Search Pattern (Rabin-Karp Algorithm)

Check each substring in ‘text’ of length ‘m’ and see if they are equal to ‘pattern’.

If we find a match we add the current index (1 - based) in our list ‘ans’.

The steps are as follows:

List stringMatch(string ‘text’, string ‘pattern’)

1. Let ‘n’ = ‘text.length’, ‘m’ = ‘pattern.length’
2. Let ‘ans’ be a list storing the indices of occurrences.
3. For ‘i’ in the range from 0 to ‘n’ - ‘m’ (inclusive):
   • Check whether the substring of ‘text’ from index ‘i’ to ‘i’ + ‘m’ is equal to ‘pattern’ or not.
   • If the substring is equal to ‘pattern’:
     • Add ‘i’ + 1 in ‘ans’.
4. Return ‘ans’.

Rabin-Karp algorithm is a pattern-matching algorithm that uses rolling hash. In the naive approach, we compare each substring of length equal to that of the pattern string. But we can improve it by comparing the hash value of the substring and then comparing the substring only if the hash value matches.

The hash function we are using calculates the hash value in the following way:

Since we are dealing only with lowercase English letters, we have at most 26 different characters. So we assign a value from 0 to 25 to each character. Let the values assigned be:

‘a’ = 0

‘b’ = 1

‘c’ = 2

…

‘z’ = 25

As we can see, the hash code for each character = Their ASCII code - 97 (ASCII code of ‘a’)

==*==

| Set problem |
How does the Rabin-Karp text say the hash code for each character is calculated? The items that come next have no connection to the Rabin-Karp text.

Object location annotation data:
==*==

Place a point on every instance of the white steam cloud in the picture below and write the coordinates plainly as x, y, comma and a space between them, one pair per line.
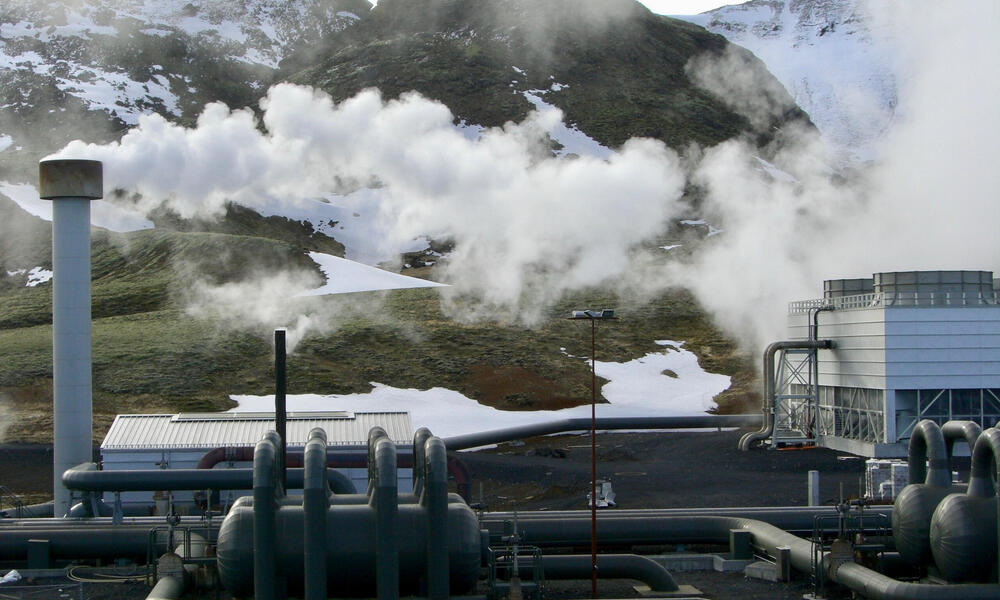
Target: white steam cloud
529, 227
930, 202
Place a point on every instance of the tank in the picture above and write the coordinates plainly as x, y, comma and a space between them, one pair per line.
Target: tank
911, 520
964, 538
350, 559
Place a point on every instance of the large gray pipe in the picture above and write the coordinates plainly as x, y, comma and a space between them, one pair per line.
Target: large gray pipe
434, 497
266, 491
930, 482
767, 405
963, 530
716, 530
495, 436
71, 185
384, 494
609, 566
967, 431
167, 588
315, 503
641, 526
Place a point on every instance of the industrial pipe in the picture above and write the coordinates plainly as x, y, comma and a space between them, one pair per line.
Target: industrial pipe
915, 505
383, 492
495, 436
434, 498
336, 459
716, 530
266, 490
315, 503
967, 431
637, 527
84, 479
71, 185
167, 588
609, 566
767, 405
963, 529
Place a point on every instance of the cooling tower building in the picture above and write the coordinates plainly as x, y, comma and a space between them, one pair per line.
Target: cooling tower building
905, 346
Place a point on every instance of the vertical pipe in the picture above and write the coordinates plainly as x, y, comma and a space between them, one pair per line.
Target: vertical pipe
593, 458
435, 501
71, 185
419, 468
265, 518
315, 503
279, 401
385, 497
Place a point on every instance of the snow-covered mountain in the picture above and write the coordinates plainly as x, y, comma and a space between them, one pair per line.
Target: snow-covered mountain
833, 56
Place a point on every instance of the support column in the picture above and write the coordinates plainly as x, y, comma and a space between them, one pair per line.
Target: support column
71, 185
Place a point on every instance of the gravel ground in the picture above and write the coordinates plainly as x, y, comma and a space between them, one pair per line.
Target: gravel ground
648, 470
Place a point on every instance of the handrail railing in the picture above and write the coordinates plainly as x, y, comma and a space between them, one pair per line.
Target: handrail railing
908, 299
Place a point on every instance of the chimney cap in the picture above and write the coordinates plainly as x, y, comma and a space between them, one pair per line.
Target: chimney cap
70, 178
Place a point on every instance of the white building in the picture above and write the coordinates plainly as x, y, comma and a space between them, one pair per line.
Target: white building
907, 346
180, 441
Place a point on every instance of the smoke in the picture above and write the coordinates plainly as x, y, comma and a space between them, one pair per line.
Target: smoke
928, 203
529, 227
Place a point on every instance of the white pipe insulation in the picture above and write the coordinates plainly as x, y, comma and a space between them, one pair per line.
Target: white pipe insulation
71, 185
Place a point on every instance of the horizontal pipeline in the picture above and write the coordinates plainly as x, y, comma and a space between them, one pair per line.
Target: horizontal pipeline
495, 436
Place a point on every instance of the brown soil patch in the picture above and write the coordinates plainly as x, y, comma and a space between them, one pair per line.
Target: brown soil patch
516, 388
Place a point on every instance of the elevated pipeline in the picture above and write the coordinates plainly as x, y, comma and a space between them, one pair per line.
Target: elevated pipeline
496, 436
767, 538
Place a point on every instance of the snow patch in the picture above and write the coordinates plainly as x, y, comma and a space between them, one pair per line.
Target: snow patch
345, 276
637, 388
38, 275
102, 213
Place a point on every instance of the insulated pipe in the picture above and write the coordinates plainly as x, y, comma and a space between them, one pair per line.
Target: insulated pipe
767, 405
985, 458
383, 493
336, 459
280, 413
609, 566
265, 494
495, 436
769, 538
434, 498
928, 455
968, 431
167, 588
73, 540
71, 185
315, 503
80, 478
636, 527
420, 437
915, 505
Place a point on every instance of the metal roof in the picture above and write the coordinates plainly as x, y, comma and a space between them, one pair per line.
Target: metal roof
212, 430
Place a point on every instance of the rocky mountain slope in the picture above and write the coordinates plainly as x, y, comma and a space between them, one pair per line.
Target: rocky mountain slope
92, 69
833, 56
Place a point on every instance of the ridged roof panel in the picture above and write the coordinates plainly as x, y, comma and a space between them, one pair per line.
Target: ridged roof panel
212, 430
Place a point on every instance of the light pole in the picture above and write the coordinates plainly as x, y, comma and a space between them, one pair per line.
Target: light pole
593, 316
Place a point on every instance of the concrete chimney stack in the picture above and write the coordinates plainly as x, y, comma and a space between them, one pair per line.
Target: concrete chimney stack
71, 185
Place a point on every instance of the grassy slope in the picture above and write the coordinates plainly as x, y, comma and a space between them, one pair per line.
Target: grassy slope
150, 356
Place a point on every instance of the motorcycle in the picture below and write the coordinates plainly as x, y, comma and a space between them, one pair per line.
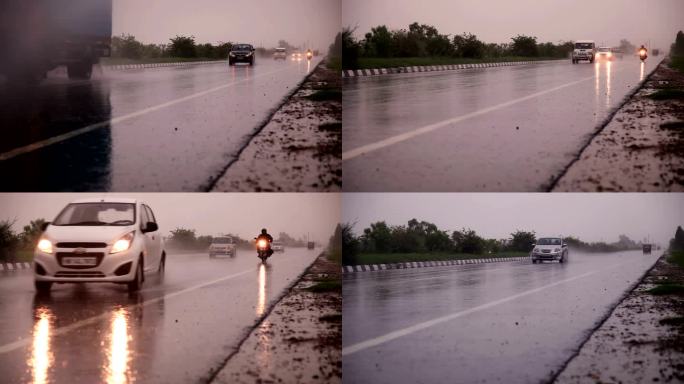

==*==

| Written solution |
It is the character's ASCII code minus 97, the ASCII code of 'a'.